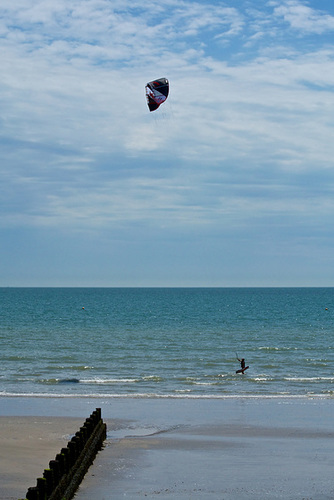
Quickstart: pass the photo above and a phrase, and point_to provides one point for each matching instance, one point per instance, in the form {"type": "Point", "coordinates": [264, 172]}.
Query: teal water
{"type": "Point", "coordinates": [164, 342]}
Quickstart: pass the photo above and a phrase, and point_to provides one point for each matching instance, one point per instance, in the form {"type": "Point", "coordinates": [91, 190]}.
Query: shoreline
{"type": "Point", "coordinates": [251, 448]}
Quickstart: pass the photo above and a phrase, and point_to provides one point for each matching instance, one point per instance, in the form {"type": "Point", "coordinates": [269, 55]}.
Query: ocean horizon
{"type": "Point", "coordinates": [162, 342]}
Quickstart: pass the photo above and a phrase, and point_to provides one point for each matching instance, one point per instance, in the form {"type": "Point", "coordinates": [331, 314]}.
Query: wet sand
{"type": "Point", "coordinates": [178, 448]}
{"type": "Point", "coordinates": [27, 446]}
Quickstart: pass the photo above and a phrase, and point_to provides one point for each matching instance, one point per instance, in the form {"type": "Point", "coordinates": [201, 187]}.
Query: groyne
{"type": "Point", "coordinates": [65, 473]}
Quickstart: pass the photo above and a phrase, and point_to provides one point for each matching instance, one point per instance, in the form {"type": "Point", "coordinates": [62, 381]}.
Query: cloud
{"type": "Point", "coordinates": [81, 150]}
{"type": "Point", "coordinates": [303, 18]}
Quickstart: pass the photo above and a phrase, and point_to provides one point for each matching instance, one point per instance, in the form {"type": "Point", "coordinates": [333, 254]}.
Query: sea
{"type": "Point", "coordinates": [167, 342]}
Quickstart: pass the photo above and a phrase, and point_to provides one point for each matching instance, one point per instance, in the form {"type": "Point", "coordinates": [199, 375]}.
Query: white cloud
{"type": "Point", "coordinates": [304, 18]}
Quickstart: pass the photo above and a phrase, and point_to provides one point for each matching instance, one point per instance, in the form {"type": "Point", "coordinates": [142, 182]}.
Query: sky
{"type": "Point", "coordinates": [229, 183]}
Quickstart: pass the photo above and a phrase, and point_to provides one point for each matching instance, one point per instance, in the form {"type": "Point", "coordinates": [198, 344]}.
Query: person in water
{"type": "Point", "coordinates": [242, 363]}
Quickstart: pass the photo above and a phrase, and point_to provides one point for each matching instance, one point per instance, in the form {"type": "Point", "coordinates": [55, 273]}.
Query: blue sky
{"type": "Point", "coordinates": [229, 183]}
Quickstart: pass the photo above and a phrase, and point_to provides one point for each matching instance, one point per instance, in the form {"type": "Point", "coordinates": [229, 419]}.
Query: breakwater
{"type": "Point", "coordinates": [65, 473]}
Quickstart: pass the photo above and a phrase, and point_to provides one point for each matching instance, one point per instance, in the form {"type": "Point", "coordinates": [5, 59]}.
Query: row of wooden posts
{"type": "Point", "coordinates": [64, 475]}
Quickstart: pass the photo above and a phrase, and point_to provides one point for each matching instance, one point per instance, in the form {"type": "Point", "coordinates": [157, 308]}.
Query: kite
{"type": "Point", "coordinates": [156, 93]}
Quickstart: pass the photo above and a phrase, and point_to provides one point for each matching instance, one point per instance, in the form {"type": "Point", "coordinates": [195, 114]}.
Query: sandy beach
{"type": "Point", "coordinates": [178, 448]}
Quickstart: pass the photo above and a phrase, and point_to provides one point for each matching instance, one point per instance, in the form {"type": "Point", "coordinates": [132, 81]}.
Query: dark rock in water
{"type": "Point", "coordinates": [69, 381]}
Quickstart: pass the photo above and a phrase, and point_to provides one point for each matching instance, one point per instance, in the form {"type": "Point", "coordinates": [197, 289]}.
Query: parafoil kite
{"type": "Point", "coordinates": [156, 93]}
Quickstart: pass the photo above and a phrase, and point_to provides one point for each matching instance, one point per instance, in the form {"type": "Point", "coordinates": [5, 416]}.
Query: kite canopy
{"type": "Point", "coordinates": [156, 93]}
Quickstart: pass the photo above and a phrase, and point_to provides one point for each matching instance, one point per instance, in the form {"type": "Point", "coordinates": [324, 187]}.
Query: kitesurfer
{"type": "Point", "coordinates": [242, 363]}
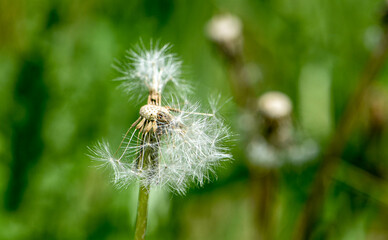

:: What to produce ::
Reproduce every record in full. Leave out the images.

:: Answer for the task ::
Quickstart: pass the photo above and a phrase, and point_to provides one point for each matching instance, one point per instance, in the form {"type": "Point", "coordinates": [264, 172]}.
Query: teal water
{"type": "Point", "coordinates": [164, 342]}
Quickstart: pass the photo above and a phrase, and point_to provides one point for each matching instance, one point per instance, in the form {"type": "Point", "coordinates": [91, 190]}.
Query: shoreline
{"type": "Point", "coordinates": [251, 448]}
Quickstart: pass the photo above and a phrase, and point_to provides one point for each matching instance, one point per instance, in the form {"type": "Point", "coordinates": [269, 55]}.
Query: ocean horizon
{"type": "Point", "coordinates": [162, 342]}
Quickstart: pass the photo above and a phrase, and point_to provides one point for each matching instance, one point per instance, in the form {"type": "Point", "coordinates": [331, 314]}.
Query: wet sand
{"type": "Point", "coordinates": [178, 448]}
{"type": "Point", "coordinates": [27, 446]}
Quickstart: pass the photo above and a phrase, and point_to provides one point for each matching instance, one point per instance, in the form {"type": "Point", "coordinates": [201, 187]}.
Query: groyne
{"type": "Point", "coordinates": [65, 473]}
Quickstart: pass the photo above and a phrase, and point_to provides one point for each matching instance, one point per instance, in the form {"type": "Point", "coordinates": [62, 381]}.
Query: cloud
{"type": "Point", "coordinates": [81, 150]}
{"type": "Point", "coordinates": [303, 18]}
Quickstart: pass the photo above and a phrase, and point_to provides one point for each matching instance, one point per instance, in the form {"type": "Point", "coordinates": [333, 254]}.
Query: sea
{"type": "Point", "coordinates": [167, 342]}
Quickstart: pass the photo above and a phrase, and point_to provides one point for each matching instance, one point per instance, in the form {"type": "Point", "coordinates": [199, 375]}.
Query: white cloud
{"type": "Point", "coordinates": [304, 18]}
Quickstart: pass the photo above and a phrase, and point_to provides one point for each matching instance, one point per instance, in the form {"type": "Point", "coordinates": [142, 182]}.
Query: sky
{"type": "Point", "coordinates": [229, 183]}
Quickstart: pass the photo above and a phrase, and point_to provides one point for each matching instance, one point per instance, in the form {"type": "Point", "coordinates": [198, 344]}.
Query: person in water
{"type": "Point", "coordinates": [242, 363]}
Quickstart: pass the photo above and a phrase, and point_to provides one point for each matching instance, one point per instance, in the form {"type": "Point", "coordinates": [55, 273]}.
Query: blue sky
{"type": "Point", "coordinates": [229, 183]}
Quickstart: pass the photo above and a phrase, and point_to provides one point for each matching instance, one point per instance, in the form {"type": "Point", "coordinates": [229, 419]}.
Query: breakwater
{"type": "Point", "coordinates": [65, 473]}
Quickstart: pass the photo above and a phrase, and point_to provides one point for each matching instance, one point per instance, in the form {"type": "Point", "coordinates": [5, 59]}.
Query: row of wooden posts
{"type": "Point", "coordinates": [64, 475]}
Quickstart: pass the photo above and a phrase, and point_to provides one point for each matching instance, one point per instance, in the form {"type": "Point", "coordinates": [157, 308]}.
Query: kite
{"type": "Point", "coordinates": [156, 93]}
Quickstart: pass the photo above and a phrase, and point_to provides one point for each matching instance, one point per instance, in the form {"type": "Point", "coordinates": [195, 114]}.
Query: sandy beach
{"type": "Point", "coordinates": [178, 448]}
Quickstart: pass the photo above and a phrase, and point_to provides one point for each matching instance, one point per instance, in the form {"type": "Point", "coordinates": [132, 81]}.
Query: dark rock in water
{"type": "Point", "coordinates": [69, 381]}
Quickstart: pass the photo above and a phrase, and point_to provides one point for each matching instance, one point per instance, in the form {"type": "Point", "coordinates": [197, 289]}.
Query: parafoil kite
{"type": "Point", "coordinates": [156, 93]}
Quickstart: pass the photo above and a phrase, and point_to provides one point for each matching instance, one point per instance, in the form {"type": "Point", "coordinates": [5, 416]}.
Query: kite canopy
{"type": "Point", "coordinates": [156, 93]}
Quickstart: pass the photo above and a phrase, and point_to provides one point for each matching instance, one point per instance, in the form {"type": "Point", "coordinates": [324, 187]}.
Query: kitesurfer
{"type": "Point", "coordinates": [242, 363]}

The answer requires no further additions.